## [YOUR OBJECTIVE]
In two sentences, summarize the essay "NIMBYism vs. Reality" below.

## [PASSAGE SHOWN]
►
NIMBYism vs. Reality
10/26/23 – What needs doing, what needs protecting, and the tension between them
Hello everyone:
The quote of the week is to honor the dead and the grief of the traumatized here in Maine, in Israel and Gaza, and in Ukraine. And so many, too many, other places. It’s not enough, but it is beautiful. Here’s a short three-line poem from W.S. Merwin titled “Separation:”
Your absence has gone through me Like thread through a needle. Everything I do is stitched with its color.
As always, please remember to scroll past the end of the essay to read some curated Anthropocene news.
Now on to this week’s writing:
How I came to write the Field Guide is a winding tale that goes back many years, rooted in my long history of wandering trails and rivers, in my early days reading and writing poetry, and in my deep experience of Antarctica, the wildest place on Earth. But there was a recent catalyst.
Several years ago, my family took point on fighting a 20-acre clearcut for a Walmart-sized parking lot at a botanical garden with Disneyland ambitions here in coastal Maine. Leadership at the nonprofit then was cartoonishly aggressive and dishonest. It was a long, difficult, expensive fight, but it was the right thing to do.
It’s a story I’ll tell someday, but the gist of it is that the parking lots wiped out a huge area of habitat for a network of vernal pools – vital forested wetlands – and posed a risk to the town water supply. Over the couple years of fighting, we won a few skirmishes but lost the battle. The big loser, though, was habitat. No surprise there, since life is being pushed back nearly everywhere by often unnecessary development.
One of my realizations in the aftermath was that if even a “green” organization in a place like Maine could be so destructive, and so blind to their environmental impacts, then the living world needed more voices writing in its defense. Thus the Field Guide.
◄
[Region pointing data]
►
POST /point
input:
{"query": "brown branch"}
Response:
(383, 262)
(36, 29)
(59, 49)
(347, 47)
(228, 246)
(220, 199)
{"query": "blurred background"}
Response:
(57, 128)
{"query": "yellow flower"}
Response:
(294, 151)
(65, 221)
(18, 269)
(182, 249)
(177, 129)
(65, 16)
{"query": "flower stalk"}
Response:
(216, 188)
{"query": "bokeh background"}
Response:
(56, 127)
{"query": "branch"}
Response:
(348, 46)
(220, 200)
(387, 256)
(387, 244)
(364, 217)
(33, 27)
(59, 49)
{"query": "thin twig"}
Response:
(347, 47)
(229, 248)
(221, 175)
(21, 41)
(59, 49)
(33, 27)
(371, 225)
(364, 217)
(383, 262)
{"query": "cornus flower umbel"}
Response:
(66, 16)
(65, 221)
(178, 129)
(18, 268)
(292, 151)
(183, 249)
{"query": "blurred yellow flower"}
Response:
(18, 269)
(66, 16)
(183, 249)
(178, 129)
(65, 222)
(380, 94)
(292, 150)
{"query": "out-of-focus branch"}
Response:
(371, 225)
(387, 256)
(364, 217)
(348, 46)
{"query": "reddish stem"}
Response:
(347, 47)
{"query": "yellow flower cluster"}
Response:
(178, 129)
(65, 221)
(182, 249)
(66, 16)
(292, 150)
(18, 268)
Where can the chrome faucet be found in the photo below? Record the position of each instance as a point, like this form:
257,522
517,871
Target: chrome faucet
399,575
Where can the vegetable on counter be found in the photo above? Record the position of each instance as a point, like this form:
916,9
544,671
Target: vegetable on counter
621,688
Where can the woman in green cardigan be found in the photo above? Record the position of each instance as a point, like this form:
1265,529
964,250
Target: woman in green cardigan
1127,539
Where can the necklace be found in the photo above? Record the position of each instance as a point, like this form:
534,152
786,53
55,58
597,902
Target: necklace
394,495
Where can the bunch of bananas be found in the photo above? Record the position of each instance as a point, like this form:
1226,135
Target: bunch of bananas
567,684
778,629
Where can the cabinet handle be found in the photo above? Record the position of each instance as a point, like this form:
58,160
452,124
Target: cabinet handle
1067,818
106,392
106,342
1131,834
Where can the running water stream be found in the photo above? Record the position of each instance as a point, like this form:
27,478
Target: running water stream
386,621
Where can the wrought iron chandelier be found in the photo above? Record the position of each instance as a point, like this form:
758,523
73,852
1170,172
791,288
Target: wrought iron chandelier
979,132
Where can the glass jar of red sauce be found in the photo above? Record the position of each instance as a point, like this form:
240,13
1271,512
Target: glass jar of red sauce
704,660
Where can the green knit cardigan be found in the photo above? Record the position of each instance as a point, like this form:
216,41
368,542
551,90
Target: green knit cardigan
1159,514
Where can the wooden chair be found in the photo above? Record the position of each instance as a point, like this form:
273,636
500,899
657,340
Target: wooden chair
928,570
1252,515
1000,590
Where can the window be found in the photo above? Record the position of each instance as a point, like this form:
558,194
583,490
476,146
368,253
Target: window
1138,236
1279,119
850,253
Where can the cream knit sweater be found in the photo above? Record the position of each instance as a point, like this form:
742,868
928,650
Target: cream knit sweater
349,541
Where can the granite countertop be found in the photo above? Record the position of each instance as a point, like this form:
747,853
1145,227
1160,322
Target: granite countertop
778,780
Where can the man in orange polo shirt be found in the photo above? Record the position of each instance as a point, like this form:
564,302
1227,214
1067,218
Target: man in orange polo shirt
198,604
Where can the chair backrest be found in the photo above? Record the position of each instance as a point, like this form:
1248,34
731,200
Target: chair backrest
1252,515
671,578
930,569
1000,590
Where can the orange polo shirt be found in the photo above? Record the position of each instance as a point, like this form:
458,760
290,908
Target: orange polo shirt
◄
## [REPLY TO THE TASK]
The writer traces the Field Guide to long experience on trails and rivers, early poetry, and Antarctica, with a recent catalyst: the family's long fight against a 20-acre clearcut for parking lots at a botanical garden in coastal Maine, which destroyed habitat for a network of vernal pools. After losing that battle, the writer concluded that if even a "green" organization could be so destructive, the living world needed more voices writing in its defense.